Questions:
a - In the text on localized Hispanic borrowed words, what is the language in which the model occurs called?
b - Reproduce the part of the text on localized Hispanic borrowed words between "Pesirla (2014) continues" and "contains the model.", inclusive.

Given text:
The Lesson Plan
By Allan Siarot-Mendoza Bautista
Localized Hispanic
borrowed words
This paper presumes that Hispanic words borrowed in Cebuano – Visayan in the locality of San Carlos City, Negros Occidental are assimilated, transmitted and shared both from and meaning through lexical localization.
This presumption is supported by Minkova and Stockwell (2009) that biological metaphor of language families is convenient for describing the evolution of languages from a common source, but it says nothing about the way our vocabulary reacts to outside influences. Like biological families, language tic can grow and move away from their original genetic pool by borrowing and absorbing new (grammatical) features and (lexical) item.
The transmission of borrowed vocabulary into any language has been both direct (oral transmission), and indirect, mediated by writing, education, and literacy.
Another situation is on assimilation which has a very precise meaning by which the phonetics of a speech segment becomes more like another segment in a word.
Pesirla (2014) in his study finds out that certain lexical items in a foreign language are nativized by the borrower language. In face-to-face communication, either speaker may imitate some features of the other’s speech; when the contact is indirect, the influence can of course pass only in one direction (400).
Pesirla (2014) continues that the feature that is imitated is called the model; the language in which the model occurs is called the donor; the language which requires something new in the process of borrowing is the borrowing language. That which is borrowed does not have to be paid back; the donor makes no sacrifice and does not have to be asked for permission. Indeed, nothing changes hands: the donor goes on speaking as before and only the borrower’s speech is altered (Haugen 407).
The mere contact of languages A and B does not guarantee that one will borrow from the other. Wonderly (450) explains:
For a borrowing to occur, say B to A, two conditions must be met:
(a) The speaker of A must understand, or think he understands, the particular utterance in language B which contains the model.
(b) The speaker of A must have some motive, overt or covert, for the borrowing.

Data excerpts

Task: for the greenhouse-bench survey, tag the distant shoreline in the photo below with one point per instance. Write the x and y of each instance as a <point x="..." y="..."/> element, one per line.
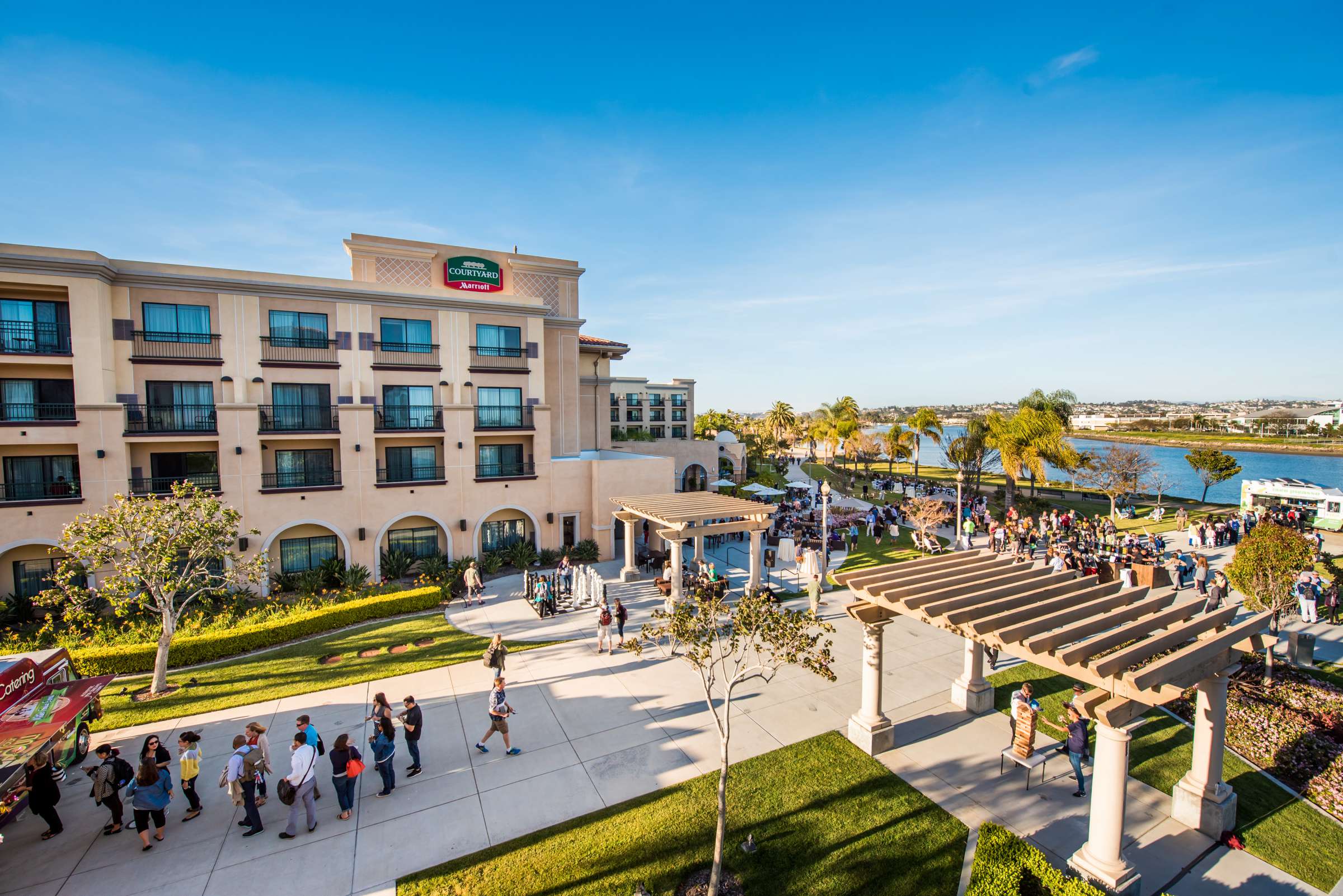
<point x="1176" y="442"/>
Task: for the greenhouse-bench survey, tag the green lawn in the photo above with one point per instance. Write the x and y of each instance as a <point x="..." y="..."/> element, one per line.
<point x="294" y="669"/>
<point x="1275" y="826"/>
<point x="841" y="826"/>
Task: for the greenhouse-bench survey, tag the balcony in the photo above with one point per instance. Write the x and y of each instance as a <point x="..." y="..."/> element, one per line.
<point x="413" y="356"/>
<point x="31" y="412"/>
<point x="163" y="484"/>
<point x="144" y="419"/>
<point x="504" y="418"/>
<point x="408" y="419"/>
<point x="494" y="359"/>
<point x="301" y="480"/>
<point x="522" y="470"/>
<point x="299" y="419"/>
<point x="27" y="337"/>
<point x="297" y="352"/>
<point x="41" y="493"/>
<point x="160" y="346"/>
<point x="424" y="475"/>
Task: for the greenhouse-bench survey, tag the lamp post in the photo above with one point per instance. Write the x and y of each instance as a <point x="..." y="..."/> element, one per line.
<point x="825" y="536"/>
<point x="961" y="480"/>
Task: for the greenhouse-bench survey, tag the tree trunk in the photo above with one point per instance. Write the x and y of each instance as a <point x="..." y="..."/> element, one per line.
<point x="160" y="682"/>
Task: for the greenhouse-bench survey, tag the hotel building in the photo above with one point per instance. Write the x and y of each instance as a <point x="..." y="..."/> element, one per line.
<point x="444" y="398"/>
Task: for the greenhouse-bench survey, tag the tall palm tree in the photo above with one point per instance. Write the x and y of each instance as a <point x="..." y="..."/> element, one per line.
<point x="1025" y="442"/>
<point x="923" y="423"/>
<point x="781" y="418"/>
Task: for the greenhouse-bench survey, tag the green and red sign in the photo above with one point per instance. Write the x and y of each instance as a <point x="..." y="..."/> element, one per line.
<point x="475" y="274"/>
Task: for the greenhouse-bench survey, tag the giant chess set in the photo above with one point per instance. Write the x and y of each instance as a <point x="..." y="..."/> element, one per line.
<point x="589" y="591"/>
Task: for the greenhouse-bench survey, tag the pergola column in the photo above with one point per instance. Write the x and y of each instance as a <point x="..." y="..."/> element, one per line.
<point x="1201" y="800"/>
<point x="754" y="578"/>
<point x="870" y="729"/>
<point x="971" y="692"/>
<point x="629" y="572"/>
<point x="1102" y="857"/>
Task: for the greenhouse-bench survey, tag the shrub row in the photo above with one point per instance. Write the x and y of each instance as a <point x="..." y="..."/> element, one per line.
<point x="126" y="659"/>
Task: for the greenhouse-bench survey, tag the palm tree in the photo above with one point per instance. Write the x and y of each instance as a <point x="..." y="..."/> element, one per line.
<point x="781" y="419"/>
<point x="1025" y="442"/>
<point x="923" y="423"/>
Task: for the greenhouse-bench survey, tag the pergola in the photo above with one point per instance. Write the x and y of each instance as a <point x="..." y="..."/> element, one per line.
<point x="1135" y="648"/>
<point x="688" y="516"/>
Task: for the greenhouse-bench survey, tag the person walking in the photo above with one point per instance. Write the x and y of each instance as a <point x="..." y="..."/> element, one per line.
<point x="245" y="766"/>
<point x="413" y="719"/>
<point x="341" y="753"/>
<point x="256" y="734"/>
<point x="383" y="743"/>
<point x="39" y="782"/>
<point x="495" y="656"/>
<point x="499" y="713"/>
<point x="106" y="782"/>
<point x="303" y="776"/>
<point x="189" y="760"/>
<point x="149" y="793"/>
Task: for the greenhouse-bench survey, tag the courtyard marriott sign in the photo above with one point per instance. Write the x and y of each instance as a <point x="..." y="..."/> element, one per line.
<point x="469" y="273"/>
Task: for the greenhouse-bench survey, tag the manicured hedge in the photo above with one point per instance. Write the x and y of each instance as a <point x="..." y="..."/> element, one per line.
<point x="202" y="648"/>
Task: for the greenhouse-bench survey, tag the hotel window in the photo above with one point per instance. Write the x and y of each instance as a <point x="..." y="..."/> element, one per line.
<point x="501" y="533"/>
<point x="37" y="400"/>
<point x="421" y="541"/>
<point x="501" y="342"/>
<point x="297" y="331"/>
<point x="34" y="328"/>
<point x="176" y="322"/>
<point x="406" y="336"/>
<point x="301" y="554"/>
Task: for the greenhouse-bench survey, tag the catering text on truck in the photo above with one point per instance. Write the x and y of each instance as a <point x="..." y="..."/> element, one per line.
<point x="1323" y="506"/>
<point x="45" y="706"/>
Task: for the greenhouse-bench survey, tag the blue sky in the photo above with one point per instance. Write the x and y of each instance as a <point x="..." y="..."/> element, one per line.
<point x="783" y="201"/>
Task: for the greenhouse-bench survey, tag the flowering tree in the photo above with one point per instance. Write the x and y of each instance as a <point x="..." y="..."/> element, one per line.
<point x="1264" y="569"/>
<point x="727" y="645"/>
<point x="163" y="554"/>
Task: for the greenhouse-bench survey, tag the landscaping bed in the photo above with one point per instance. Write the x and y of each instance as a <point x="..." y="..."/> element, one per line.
<point x="829" y="821"/>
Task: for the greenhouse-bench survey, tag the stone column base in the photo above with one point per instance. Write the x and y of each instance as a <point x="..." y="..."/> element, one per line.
<point x="973" y="698"/>
<point x="1122" y="880"/>
<point x="872" y="739"/>
<point x="1209" y="814"/>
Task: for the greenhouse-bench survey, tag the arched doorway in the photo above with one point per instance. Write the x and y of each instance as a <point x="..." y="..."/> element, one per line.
<point x="695" y="478"/>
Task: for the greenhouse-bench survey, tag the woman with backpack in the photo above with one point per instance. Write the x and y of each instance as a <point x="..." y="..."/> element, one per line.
<point x="109" y="777"/>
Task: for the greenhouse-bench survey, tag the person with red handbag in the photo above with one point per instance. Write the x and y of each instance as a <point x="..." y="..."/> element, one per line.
<point x="346" y="766"/>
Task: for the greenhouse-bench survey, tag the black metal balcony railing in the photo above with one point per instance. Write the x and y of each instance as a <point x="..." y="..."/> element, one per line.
<point x="504" y="418"/>
<point x="504" y="470"/>
<point x="484" y="356"/>
<point x="171" y="419"/>
<point x="62" y="489"/>
<point x="179" y="346"/>
<point x="12" y="411"/>
<point x="163" y="484"/>
<point x="299" y="419"/>
<point x="387" y="418"/>
<point x="299" y="349"/>
<point x="408" y="474"/>
<point x="27" y="337"/>
<point x="406" y="355"/>
<point x="300" y="479"/>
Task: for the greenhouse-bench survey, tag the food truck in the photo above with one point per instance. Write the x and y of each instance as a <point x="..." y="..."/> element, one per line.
<point x="45" y="706"/>
<point x="1322" y="506"/>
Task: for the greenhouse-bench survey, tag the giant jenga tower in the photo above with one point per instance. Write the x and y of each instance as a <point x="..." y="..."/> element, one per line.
<point x="1024" y="743"/>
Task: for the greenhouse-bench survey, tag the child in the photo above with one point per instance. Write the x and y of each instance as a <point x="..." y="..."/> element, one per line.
<point x="189" y="757"/>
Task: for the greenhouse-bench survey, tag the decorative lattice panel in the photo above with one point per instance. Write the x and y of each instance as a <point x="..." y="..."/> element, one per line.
<point x="539" y="286"/>
<point x="403" y="271"/>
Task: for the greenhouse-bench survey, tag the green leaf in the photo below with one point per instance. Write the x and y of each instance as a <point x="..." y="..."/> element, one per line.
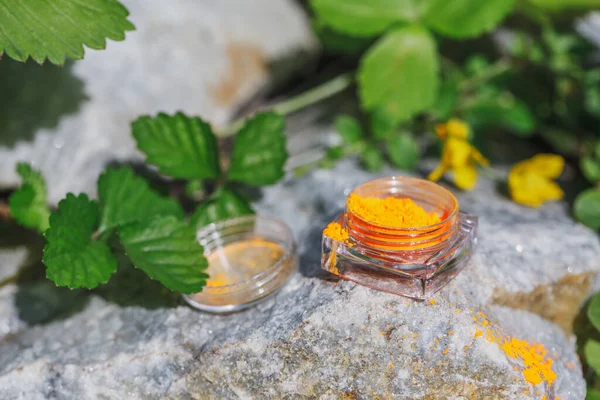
<point x="562" y="5"/>
<point x="335" y="153"/>
<point x="403" y="151"/>
<point x="592" y="354"/>
<point x="383" y="125"/>
<point x="365" y="18"/>
<point x="167" y="251"/>
<point x="372" y="159"/>
<point x="446" y="102"/>
<point x="349" y="129"/>
<point x="466" y="18"/>
<point x="593" y="311"/>
<point x="55" y="30"/>
<point x="399" y="74"/>
<point x="126" y="198"/>
<point x="590" y="168"/>
<point x="503" y="110"/>
<point x="587" y="208"/>
<point x="223" y="204"/>
<point x="180" y="146"/>
<point x="259" y="151"/>
<point x="72" y="257"/>
<point x="28" y="203"/>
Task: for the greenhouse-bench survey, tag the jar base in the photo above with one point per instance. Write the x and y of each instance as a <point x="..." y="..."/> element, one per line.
<point x="417" y="281"/>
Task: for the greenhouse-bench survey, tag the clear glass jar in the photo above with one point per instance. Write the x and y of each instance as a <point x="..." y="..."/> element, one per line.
<point x="413" y="262"/>
<point x="249" y="258"/>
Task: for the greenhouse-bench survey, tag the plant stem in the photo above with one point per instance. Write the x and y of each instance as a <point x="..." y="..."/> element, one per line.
<point x="304" y="99"/>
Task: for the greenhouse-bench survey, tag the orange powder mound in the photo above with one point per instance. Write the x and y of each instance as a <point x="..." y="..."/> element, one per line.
<point x="335" y="231"/>
<point x="391" y="212"/>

Answers to each task:
a - The donor.

b -
Pesirla (2014) continues that the feature that is imitated is called the model; the language in which the model occurs is called the donor; the language which requires something new in the process of borrowing is the borrowing language. That which is borrowed does not have to be paid back; the donor makes no sacrifice and does not have to be asked for permission. Indeed, nothing changes hands: the donor goes on speaking as before and only the borrower’s speech is altered (Haugen 407).
The mere contact of languages A and B does not guarantee that one will borrow from the other. Wonderly (450) explains:
For a borrowing to occur, say B to A, two conditions must be met:
(a) The speaker of A must understand, or think he understands, the particular utterance in language B which contains the model.